• **WRITTEN PROBLEM**
Reproduce the material from the line that has "ear in this" through the line that has "of the man's", requests included. In the answers, scale every coordinate by 1.6 and round it to a whole number, with halves rounded up.

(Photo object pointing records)
____

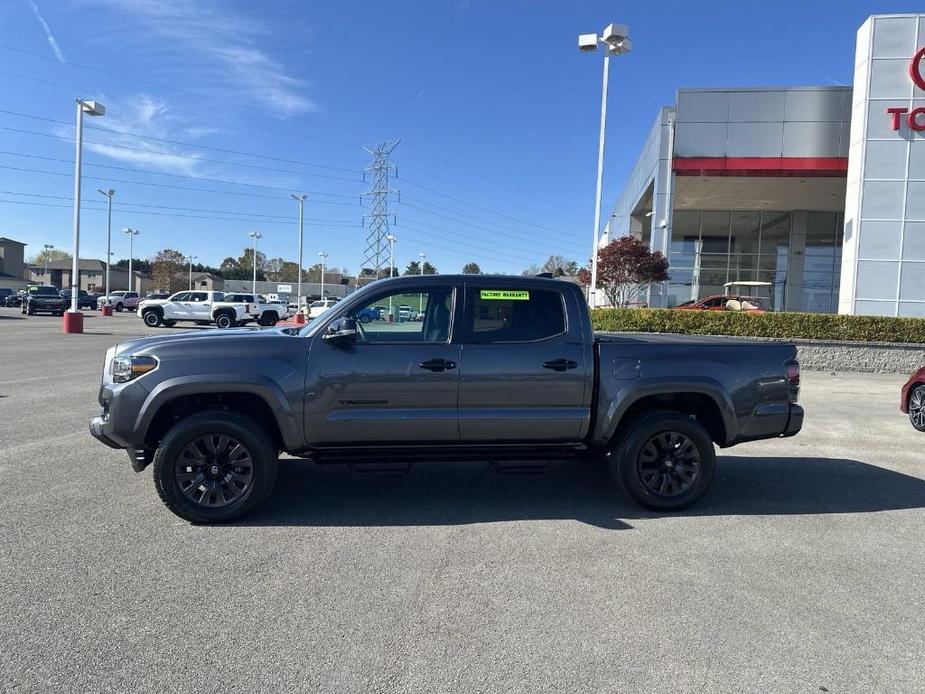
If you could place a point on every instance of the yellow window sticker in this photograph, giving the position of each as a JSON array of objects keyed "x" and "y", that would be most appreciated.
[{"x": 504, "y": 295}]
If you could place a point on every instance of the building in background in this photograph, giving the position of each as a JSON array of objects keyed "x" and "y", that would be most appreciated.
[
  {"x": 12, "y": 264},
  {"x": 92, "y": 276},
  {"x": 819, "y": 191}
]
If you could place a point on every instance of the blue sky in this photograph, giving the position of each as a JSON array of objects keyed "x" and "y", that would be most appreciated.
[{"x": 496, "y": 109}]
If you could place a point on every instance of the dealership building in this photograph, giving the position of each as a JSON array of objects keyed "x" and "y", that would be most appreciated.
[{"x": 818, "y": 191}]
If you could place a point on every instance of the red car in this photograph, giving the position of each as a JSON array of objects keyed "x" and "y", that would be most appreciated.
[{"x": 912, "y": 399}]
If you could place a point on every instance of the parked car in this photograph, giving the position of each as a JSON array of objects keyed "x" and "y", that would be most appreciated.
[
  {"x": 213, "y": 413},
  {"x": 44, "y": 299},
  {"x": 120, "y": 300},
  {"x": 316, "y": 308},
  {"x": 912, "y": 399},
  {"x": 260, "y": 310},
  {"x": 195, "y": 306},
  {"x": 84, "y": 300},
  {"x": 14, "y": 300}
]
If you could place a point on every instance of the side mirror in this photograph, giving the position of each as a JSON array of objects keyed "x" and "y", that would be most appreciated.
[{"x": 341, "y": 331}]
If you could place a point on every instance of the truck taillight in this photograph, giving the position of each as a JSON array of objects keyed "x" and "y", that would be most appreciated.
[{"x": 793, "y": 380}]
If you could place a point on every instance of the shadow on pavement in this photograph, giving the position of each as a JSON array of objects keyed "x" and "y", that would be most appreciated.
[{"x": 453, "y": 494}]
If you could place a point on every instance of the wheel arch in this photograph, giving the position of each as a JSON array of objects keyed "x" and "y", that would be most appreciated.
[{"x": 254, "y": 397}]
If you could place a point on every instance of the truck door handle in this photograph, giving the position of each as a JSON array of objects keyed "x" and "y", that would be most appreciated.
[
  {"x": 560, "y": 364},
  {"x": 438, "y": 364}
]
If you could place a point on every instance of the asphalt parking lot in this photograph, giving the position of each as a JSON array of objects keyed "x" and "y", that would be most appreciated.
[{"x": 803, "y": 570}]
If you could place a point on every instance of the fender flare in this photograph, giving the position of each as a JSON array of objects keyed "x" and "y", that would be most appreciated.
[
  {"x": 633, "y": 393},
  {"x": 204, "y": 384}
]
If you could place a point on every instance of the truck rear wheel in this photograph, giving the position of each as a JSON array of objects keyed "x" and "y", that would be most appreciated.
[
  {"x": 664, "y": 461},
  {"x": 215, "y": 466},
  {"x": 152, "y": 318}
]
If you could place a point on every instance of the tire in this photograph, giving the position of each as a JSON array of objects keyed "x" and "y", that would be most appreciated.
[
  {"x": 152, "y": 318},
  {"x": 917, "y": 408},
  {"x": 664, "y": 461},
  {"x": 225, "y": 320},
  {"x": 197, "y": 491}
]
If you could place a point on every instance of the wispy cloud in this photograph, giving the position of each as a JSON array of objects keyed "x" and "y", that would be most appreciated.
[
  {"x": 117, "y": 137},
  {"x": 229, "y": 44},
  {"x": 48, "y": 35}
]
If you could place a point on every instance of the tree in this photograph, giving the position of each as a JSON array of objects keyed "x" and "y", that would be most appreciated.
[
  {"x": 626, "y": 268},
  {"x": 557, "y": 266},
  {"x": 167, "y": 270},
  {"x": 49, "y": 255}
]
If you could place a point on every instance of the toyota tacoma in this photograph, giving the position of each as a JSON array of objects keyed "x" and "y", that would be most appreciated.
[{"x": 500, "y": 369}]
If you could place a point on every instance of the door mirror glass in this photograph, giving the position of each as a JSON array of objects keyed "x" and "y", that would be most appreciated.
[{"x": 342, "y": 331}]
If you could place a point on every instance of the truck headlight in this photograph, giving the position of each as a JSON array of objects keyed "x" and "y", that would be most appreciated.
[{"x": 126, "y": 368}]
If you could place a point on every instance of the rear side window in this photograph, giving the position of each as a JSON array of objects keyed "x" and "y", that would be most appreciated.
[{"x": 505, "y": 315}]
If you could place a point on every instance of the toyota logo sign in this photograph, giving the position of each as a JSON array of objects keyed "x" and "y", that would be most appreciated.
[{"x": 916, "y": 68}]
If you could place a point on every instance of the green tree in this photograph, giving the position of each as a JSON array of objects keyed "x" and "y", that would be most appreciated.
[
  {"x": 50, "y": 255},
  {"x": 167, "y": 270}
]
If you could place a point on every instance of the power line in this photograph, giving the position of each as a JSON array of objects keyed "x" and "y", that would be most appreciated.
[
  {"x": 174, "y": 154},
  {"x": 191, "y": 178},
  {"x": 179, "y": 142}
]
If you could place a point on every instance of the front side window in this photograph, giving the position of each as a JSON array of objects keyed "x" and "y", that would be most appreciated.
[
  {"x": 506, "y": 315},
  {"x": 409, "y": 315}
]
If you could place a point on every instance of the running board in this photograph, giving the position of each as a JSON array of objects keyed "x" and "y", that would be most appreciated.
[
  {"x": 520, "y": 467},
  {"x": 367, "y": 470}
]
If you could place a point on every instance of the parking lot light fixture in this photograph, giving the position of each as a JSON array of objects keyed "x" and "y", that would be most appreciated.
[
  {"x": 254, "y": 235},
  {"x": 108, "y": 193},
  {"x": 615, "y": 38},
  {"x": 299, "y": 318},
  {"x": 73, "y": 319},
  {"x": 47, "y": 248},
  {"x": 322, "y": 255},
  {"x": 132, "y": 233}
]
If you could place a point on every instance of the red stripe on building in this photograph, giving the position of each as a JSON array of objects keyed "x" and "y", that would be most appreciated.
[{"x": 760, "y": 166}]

____

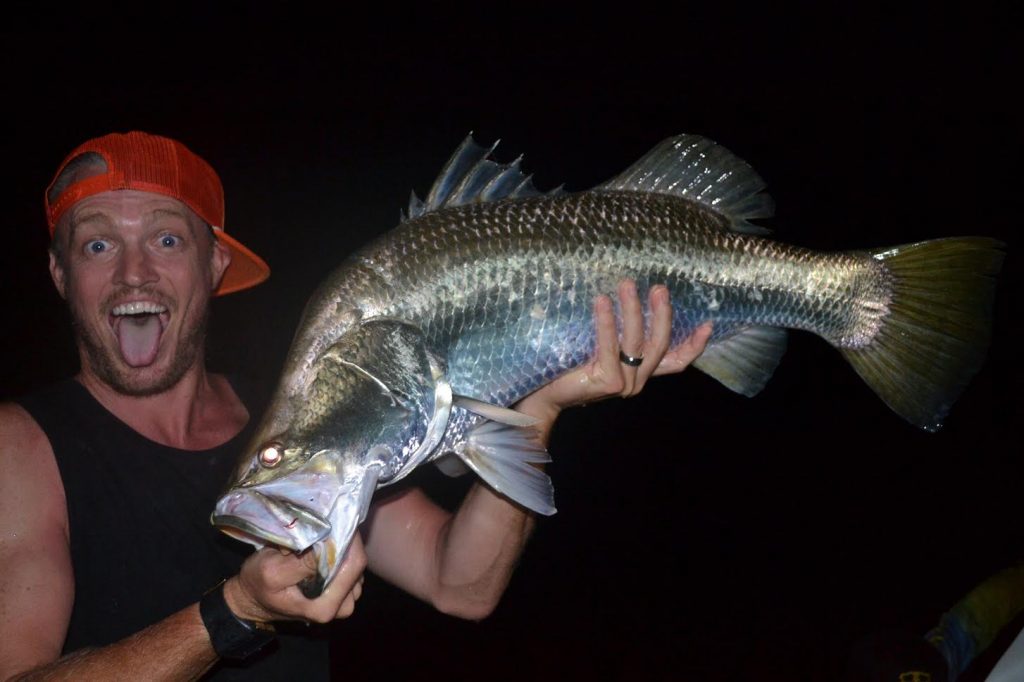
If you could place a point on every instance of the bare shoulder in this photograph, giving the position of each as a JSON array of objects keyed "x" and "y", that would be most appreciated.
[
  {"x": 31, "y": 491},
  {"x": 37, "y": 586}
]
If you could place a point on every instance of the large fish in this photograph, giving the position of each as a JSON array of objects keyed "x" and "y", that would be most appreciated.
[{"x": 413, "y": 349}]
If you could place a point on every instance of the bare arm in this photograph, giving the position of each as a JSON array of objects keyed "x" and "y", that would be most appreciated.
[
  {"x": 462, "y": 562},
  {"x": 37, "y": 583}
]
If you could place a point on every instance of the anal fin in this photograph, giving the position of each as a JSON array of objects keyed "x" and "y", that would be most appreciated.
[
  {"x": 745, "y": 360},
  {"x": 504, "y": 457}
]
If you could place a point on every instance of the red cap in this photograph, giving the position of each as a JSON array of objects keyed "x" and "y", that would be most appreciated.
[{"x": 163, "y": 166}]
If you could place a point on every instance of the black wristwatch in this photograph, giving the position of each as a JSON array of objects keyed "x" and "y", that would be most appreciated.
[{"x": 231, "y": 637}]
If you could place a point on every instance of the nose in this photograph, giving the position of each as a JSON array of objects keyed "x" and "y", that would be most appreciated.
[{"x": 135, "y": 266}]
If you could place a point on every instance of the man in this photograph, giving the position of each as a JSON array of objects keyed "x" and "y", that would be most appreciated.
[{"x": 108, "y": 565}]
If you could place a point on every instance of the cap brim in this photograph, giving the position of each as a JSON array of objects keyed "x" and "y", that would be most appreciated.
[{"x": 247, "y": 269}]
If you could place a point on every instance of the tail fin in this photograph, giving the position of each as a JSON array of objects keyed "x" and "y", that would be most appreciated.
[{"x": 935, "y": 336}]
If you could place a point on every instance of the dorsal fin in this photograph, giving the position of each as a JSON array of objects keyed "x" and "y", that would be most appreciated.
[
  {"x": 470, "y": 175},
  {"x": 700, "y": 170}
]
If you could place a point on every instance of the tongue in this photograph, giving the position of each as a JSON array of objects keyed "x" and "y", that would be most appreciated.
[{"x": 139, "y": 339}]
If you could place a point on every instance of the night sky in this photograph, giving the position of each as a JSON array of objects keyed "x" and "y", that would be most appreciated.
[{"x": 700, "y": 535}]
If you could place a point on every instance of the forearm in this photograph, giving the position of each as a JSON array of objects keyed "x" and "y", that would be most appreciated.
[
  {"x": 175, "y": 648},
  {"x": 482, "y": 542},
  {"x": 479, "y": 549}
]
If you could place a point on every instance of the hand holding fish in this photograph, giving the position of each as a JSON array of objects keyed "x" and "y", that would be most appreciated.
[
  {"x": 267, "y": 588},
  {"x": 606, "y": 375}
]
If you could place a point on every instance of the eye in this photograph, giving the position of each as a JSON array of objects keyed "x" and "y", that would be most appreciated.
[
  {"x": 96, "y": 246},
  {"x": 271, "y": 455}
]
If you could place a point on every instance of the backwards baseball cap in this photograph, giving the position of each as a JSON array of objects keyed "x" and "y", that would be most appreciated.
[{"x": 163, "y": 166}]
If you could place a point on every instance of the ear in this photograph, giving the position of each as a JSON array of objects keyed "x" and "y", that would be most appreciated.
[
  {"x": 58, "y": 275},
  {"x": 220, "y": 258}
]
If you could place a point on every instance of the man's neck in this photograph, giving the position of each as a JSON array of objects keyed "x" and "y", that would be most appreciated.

____

• **ANSWER TO THIS EXERCISE**
If you could place a point on every instance of the ear in this photograph, giving the position of each as a JSON array of objects keyed "x" and "y", that would be most appreciated.
[
  {"x": 93, "y": 440},
  {"x": 352, "y": 413}
]
If you could place a point on every instance of the man's neck in this photograph, giving the position of each as a JSON array of objects keyed "x" and "y", that would be most appreciated.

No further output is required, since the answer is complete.